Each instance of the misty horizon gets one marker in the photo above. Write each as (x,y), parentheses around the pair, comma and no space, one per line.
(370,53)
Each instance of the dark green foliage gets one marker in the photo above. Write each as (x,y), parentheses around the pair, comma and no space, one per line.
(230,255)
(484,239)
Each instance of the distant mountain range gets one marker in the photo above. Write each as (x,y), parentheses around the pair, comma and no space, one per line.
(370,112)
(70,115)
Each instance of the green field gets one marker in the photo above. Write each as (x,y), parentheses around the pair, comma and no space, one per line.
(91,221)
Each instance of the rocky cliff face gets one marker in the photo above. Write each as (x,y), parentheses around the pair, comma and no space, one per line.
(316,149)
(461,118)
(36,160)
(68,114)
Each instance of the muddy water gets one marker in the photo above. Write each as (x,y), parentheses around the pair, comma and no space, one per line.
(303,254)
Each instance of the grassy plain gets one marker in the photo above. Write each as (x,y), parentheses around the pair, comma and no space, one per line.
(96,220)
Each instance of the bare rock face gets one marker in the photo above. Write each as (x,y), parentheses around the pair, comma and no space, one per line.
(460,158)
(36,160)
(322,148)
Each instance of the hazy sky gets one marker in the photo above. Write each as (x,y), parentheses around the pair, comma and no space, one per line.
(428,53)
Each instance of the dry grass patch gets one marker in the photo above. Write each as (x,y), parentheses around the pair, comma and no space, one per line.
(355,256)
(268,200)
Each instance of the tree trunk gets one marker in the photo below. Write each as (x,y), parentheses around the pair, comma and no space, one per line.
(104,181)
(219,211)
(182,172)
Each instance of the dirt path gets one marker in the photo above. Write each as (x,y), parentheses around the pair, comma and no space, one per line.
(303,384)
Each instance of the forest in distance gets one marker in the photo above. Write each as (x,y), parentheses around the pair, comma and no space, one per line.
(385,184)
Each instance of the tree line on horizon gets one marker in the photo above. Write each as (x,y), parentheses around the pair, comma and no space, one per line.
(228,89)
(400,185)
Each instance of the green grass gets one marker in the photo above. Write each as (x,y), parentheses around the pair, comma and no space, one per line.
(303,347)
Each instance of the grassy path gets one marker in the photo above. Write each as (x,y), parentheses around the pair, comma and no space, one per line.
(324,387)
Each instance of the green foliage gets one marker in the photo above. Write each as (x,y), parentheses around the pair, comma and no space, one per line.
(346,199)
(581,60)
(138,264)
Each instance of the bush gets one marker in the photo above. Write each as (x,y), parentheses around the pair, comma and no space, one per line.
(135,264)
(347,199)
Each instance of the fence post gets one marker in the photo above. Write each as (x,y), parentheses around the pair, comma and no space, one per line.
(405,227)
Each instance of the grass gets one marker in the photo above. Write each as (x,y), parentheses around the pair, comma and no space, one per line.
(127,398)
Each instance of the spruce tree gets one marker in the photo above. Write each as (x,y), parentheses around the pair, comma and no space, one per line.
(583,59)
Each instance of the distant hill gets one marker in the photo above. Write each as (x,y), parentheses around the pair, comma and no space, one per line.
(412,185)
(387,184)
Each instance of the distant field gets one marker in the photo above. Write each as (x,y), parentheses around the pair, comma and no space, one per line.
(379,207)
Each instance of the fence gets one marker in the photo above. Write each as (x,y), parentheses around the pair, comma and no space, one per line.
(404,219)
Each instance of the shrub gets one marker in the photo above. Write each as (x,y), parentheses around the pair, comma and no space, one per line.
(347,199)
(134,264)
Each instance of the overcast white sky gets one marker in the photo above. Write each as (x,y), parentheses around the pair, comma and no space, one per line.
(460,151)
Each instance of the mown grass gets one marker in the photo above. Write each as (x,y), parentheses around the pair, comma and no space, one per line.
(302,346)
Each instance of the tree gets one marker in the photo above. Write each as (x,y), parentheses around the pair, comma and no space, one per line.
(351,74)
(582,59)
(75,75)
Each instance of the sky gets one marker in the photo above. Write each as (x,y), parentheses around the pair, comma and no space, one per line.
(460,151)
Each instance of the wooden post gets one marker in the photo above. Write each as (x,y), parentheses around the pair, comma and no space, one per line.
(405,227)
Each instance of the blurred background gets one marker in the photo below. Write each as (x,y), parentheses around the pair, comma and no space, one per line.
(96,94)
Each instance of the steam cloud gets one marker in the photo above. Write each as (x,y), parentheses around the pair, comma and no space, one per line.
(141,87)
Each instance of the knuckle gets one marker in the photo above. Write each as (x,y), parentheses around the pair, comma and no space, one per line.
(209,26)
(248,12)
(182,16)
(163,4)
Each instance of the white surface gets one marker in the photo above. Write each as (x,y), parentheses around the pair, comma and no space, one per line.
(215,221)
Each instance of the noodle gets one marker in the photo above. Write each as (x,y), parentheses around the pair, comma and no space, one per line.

• • • • • • •

#### [Exercise goal]
Copy out each line above, character for character.

#### [Reply]
Each instance of the misty horizon gets one marker in the photo above. Write each as (x,y), parentheses around the pair, comma and no space, one per line.
(370,53)
Each instance of the dark green foliage gets one marker in the photo above. Write each as (x,y), parentheses around the pair, comma and no space, one per line.
(230,255)
(484,239)
Each instance of the distant mountain range gets one marker in the photo above. Write each as (x,y), parentheses around the pair, comma and no space, one per line.
(370,112)
(70,115)
Each instance of the green field gets one marker in the photo above. Write each as (x,y), parentheses around the pair, comma and no space, one per line.
(91,221)
Each instance of the rocky cliff face gets one marker in the photo above. Write each as (x,y), parentheses around the pair, comma and no space, one per line.
(316,149)
(461,118)
(36,160)
(68,114)
Each instance of the muddy water gets one marker in the photo above. Write each as (x,y), parentheses around the pair, comma and no space, one per line.
(303,254)
Each instance of the grassy plain gets one marker in the photo above. Write each as (x,y), parentheses around the pair, comma and no space, one per line.
(96,220)
Each instance of the bare rock face gets one marker in the photo above. Write each as (x,y), parentheses around the pair, comma and no space, one per line.
(460,158)
(36,160)
(322,148)
Each instance of the hazy sky gets one marker in the photo above. Write each as (x,y), parentheses around the pair, comma and no space, one per line.
(428,53)
Each instance of the dry grass patch gets one marker in the photo above. Write each as (x,y), parentheses around the pair, comma and no space, one per line.
(355,256)
(268,200)
Each instance of the tree trunk gets one marker in the photo below. Write each as (x,y), parentheses around the pair, comma and no space, one per line.
(104,181)
(219,211)
(182,172)
Each instance of the dirt path gets one marker in the photo above. Write each as (x,y), parentheses around the pair, comma and no space, one per line.
(303,384)
Each instance of the forest in distance gets one marker in the photo above. Write each as (x,y), parentheses around the pair, comma and no space, one per line.
(385,184)
Each instance of the tree line on horizon gets one marker in the photo above. Write each as (x,y), parentheses around the pair, comma and no space, one per line.
(228,89)
(400,185)
Each instance of the green grass gets one marker in the photo above. Write each as (x,y), parentheses around the pair, comma and no space, one per line.
(303,347)
Each instance of the grassy path gets one marker in the photo above. Write each as (x,y), parentheses around the pair, comma and no space, one per line.
(324,387)
Each instance of the green foliage gets one marker in the photo above. Write each as (x,y), parentheses around the pair, comma and no space, one per line.
(346,199)
(581,60)
(138,264)
Each instance of the bush gets one marker in the photo above. Write each as (x,y), parentheses around the pair, comma and no space, one per line.
(135,264)
(347,199)
Each instance of the fence post gets one marker in the photo above. Write each as (x,y), parentheses around the pair, comma and no space, one per line.
(405,227)
Each instance of the grass gets one marker in the photo above. Write each as (x,y), parentheses around the pair, comma and no space, one per line.
(127,398)
Each instance of the spruce tree gets one marker in the photo above. Write each as (x,y), parentheses around the pair, comma and no space, one per line.
(583,59)
Each instance of the distant hill gets one marker in the photo above. Write each as (x,y), parentheses around the pair, comma and no space, one per line.
(412,185)
(387,184)
Each instance of the distant field gets one marker in the photo above. Write each as (x,y), parentheses around the pair, comma and no space, one per line.
(379,207)
Each instance of the fence gets one marker in the photo above. Write each as (x,y), parentheses around the pair, comma and no space, one per line.
(404,219)
Each instance of the shrub gets one marker in the photo above. Write each as (x,y), parentheses around the pair, comma and no space, one per line.
(347,199)
(134,264)
Each instance of the overcast white sky gets one marker in the photo above. Write each as (x,y), parentheses around the pair, comma and no space, one per line.
(460,151)
Each instance of the mown grass gets one marker in the photo above. Write each as (x,y), parentheses around the pair, comma and no space, one per line.
(302,346)
Each instance of the tree gets one marker in the photo above. Write each as (x,y), parentheses around the pair, comma and no space, one per line.
(351,74)
(582,59)
(75,75)
Each instance of the sky gets one marker in the photo above. Write each as (x,y), parentheses around the pair, comma and no space, one per line.
(460,151)
Each instance of the wooden post gets one marker in the photo above. Write each as (x,y), parentheses around the pair, comma and no space, one per line.
(405,227)
Each instance of the blurred background gets one marker in the photo below. Write each as (x,y), parentheses around the pair, comma and no space, one per line.
(96,94)
Each instance of the steam cloud gets one marker in the photo above. Write each as (x,y), parentheses around the pair, comma and no space, one per line.
(141,87)
Each instance of the knuckle gets one marker in the photo above. Write each as (x,y), parentheses around the pair, comma and no space, one per line.
(209,26)
(248,12)
(182,16)
(163,4)
Each instance of the white surface gets one marker in the photo above. Write each as (x,y), parentheses around the pair, comma and no space, one per line.
(215,221)
Each instance of the noodle gets one marker in the photo above. Write each as (x,y), parentheses around the pair, comma and no space, one per line.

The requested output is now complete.